(Supplied data Opens)
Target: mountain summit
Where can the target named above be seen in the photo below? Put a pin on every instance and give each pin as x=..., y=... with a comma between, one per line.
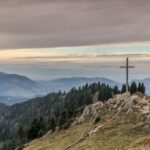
x=123, y=122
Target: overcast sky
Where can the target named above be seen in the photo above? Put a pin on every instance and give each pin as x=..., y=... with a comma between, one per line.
x=46, y=39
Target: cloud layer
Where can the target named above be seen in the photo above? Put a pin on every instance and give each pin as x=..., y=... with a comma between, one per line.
x=57, y=23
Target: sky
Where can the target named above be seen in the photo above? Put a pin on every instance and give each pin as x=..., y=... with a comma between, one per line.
x=47, y=39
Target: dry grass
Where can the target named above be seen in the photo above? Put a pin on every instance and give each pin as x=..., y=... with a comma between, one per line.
x=115, y=135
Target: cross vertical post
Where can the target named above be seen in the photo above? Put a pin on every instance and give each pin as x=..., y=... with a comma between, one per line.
x=127, y=73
(Supplied data Closes)
Your task: The required answer is an exact, picture-free copy of the lines from the opening of the listing above through the line with "Target: overcast sky".

Answer to this exercise:
Target: mountain summit
Where can the target named above be seen in the photo below? Put a pin on every instance and give each pin as x=..., y=... with a comma between, one per line.
x=123, y=122
Target: overcast sky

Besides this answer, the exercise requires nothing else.